Extract:
[BEGIN]

The solution is being added quicker than it is being drained away. So the amount in the container is constantly increasing.
At a given point in time (t minutes after start) the amount in the tank will be 5000+50t-30t = 5000+20t
At the start 5000L of brine which has 100Kg sale
Entering 0.3Kg/L at 50L/min
Leaving The concentation in the tank at any given moment at 30L/min
Let A(t) be the amount of salt in the tank immediately after any given time t (minutes).
I will call this A for short but remember that it is a function of time.

[END]

Source data:
[BEGIN]

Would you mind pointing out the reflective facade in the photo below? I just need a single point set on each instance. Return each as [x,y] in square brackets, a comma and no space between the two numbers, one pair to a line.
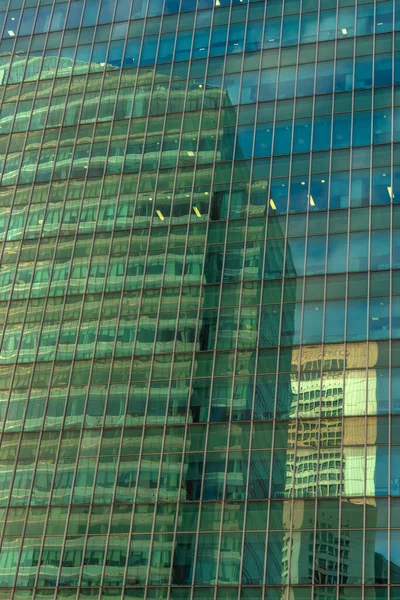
[200,299]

[END]

Written request:
In the brine tank explanation, what expression gives the amount of solution in the tank t minutes after the start?

Response to this task:
5000 + 50t - 30t, which simplifies to 5000 + 20t.